-- The records start --

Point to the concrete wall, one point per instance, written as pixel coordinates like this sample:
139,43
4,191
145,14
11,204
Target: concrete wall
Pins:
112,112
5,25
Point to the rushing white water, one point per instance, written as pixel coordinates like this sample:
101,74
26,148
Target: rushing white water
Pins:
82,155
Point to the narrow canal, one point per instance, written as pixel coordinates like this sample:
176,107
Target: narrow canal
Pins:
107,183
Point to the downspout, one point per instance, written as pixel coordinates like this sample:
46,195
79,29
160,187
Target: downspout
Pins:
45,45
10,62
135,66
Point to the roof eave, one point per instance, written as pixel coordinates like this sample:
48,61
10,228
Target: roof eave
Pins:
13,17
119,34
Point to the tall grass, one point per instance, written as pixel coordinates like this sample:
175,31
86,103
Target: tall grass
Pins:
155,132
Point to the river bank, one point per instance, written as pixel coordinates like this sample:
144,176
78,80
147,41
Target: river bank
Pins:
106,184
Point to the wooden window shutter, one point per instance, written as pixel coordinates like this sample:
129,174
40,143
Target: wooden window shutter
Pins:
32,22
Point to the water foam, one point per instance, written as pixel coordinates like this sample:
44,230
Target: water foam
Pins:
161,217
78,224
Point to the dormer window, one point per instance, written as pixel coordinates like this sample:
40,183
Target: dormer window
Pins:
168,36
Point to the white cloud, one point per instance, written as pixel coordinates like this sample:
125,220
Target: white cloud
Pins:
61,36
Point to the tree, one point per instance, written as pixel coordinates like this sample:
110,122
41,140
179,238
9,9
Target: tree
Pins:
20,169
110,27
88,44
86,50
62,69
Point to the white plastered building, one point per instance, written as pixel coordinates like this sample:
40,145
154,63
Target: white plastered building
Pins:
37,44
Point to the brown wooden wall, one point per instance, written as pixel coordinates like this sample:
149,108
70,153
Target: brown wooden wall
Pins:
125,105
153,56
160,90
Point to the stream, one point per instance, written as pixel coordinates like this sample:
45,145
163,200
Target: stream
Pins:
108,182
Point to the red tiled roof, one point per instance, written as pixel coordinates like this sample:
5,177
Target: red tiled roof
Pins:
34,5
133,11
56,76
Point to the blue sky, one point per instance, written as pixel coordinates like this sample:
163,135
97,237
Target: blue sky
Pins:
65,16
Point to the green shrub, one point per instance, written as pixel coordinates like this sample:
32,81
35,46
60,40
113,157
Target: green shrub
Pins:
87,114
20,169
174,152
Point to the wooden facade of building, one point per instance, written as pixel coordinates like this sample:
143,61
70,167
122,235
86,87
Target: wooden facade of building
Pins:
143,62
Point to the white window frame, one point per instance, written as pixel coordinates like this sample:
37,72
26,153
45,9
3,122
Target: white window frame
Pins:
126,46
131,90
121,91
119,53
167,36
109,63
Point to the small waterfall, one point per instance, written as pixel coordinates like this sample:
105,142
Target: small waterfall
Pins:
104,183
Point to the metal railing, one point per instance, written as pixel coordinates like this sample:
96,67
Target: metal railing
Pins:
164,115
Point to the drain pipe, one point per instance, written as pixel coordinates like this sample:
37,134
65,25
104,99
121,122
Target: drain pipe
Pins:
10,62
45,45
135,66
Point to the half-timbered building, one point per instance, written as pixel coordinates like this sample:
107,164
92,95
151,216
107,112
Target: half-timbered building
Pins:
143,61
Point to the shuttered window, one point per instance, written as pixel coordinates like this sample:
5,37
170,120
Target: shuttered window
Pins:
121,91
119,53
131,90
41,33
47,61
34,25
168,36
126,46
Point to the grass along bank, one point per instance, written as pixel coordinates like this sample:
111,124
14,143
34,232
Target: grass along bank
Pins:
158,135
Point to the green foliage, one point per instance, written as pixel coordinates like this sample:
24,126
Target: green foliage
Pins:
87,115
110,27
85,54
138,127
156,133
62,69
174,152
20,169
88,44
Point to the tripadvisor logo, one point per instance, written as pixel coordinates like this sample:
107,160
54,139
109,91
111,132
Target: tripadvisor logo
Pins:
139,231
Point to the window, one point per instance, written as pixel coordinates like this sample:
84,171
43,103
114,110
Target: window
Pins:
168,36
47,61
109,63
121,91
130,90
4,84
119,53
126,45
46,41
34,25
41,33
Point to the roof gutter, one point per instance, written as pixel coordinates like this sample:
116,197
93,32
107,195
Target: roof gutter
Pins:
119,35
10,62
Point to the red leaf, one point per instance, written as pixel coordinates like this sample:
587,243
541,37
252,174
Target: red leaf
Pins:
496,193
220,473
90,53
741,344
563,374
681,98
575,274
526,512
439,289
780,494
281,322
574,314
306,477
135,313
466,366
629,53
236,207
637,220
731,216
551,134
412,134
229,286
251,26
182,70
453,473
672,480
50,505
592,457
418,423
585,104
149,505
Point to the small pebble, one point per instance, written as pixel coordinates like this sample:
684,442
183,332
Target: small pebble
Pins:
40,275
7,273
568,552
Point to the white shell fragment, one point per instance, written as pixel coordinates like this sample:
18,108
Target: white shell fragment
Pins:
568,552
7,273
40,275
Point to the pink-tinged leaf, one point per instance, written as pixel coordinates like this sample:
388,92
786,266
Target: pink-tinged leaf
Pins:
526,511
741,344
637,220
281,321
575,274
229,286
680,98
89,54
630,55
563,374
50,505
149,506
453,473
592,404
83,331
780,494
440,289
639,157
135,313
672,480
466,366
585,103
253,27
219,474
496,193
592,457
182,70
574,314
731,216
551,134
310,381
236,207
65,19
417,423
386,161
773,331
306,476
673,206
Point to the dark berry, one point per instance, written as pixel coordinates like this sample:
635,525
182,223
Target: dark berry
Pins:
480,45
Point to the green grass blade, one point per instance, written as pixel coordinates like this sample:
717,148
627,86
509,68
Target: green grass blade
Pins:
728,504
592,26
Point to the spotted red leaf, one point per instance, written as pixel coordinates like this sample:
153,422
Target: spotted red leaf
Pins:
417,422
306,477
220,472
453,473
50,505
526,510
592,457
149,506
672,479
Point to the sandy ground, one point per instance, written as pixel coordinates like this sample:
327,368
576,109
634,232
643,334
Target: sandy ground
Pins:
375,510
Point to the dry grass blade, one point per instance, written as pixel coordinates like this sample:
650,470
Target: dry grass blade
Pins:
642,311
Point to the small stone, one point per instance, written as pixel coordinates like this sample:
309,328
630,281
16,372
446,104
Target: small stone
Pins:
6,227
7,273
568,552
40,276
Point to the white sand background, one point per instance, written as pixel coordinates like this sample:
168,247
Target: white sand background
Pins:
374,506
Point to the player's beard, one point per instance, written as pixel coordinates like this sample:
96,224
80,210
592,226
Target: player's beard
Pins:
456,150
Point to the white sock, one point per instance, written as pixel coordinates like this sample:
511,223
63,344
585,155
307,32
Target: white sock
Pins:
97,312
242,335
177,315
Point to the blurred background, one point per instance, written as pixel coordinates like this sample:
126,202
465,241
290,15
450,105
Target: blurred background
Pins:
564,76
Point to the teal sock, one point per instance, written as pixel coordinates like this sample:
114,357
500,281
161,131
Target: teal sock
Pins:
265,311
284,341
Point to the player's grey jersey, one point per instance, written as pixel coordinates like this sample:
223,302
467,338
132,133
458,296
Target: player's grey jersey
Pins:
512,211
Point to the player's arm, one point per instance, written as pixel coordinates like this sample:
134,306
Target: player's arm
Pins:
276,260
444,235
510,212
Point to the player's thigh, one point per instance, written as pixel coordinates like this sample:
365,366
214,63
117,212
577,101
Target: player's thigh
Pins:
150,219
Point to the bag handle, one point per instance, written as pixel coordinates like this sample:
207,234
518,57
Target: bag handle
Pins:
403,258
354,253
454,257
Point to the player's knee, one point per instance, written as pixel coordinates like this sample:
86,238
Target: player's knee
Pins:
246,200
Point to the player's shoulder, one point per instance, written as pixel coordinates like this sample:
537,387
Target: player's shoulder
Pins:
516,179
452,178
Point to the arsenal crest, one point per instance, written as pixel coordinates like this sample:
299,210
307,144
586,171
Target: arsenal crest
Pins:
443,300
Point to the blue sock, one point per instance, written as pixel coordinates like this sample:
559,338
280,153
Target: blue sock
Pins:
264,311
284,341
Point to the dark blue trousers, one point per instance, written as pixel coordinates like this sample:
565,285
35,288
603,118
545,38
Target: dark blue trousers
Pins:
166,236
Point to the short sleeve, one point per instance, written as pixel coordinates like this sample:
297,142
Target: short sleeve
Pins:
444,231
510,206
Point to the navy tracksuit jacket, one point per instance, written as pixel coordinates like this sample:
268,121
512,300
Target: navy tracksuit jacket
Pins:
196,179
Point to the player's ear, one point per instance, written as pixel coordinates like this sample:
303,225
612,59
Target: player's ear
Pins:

-- The records end --

Exercise objective:
Nothing but the lines from the line with "Point to the arsenal" to the last line of the listing above should appear; please retype them exactly, both ends included.

Response:
Point to the arsenal crest, one point per instance, written as pixel coordinates like this sample:
299,210
307,144
586,171
Target: arsenal crest
Pins:
443,300
Point to the blue sock, one point per instance, written as pixel coordinates like this sample:
559,338
280,153
Target: blue sock
Pins:
264,311
284,341
Point to the dark blue trousers, one point per instance, written as pixel coordinates like this sample:
565,285
35,288
603,118
545,38
Target: dark blue trousers
Pins:
166,236
Point to the short sleeve, one point per instance, written as pixel coordinates like this sample:
297,142
Target: short sleeve
Pins:
444,231
510,206
Point to the navy tracksuit jacket, one point per instance, written as pixel coordinates like this sample:
268,121
512,300
Target: navy tracksuit jacket
Pins:
196,179
Point to the player's ear, one point per instance, written as pixel coordinates like this sample:
303,225
612,59
Target: player's ear
Pins:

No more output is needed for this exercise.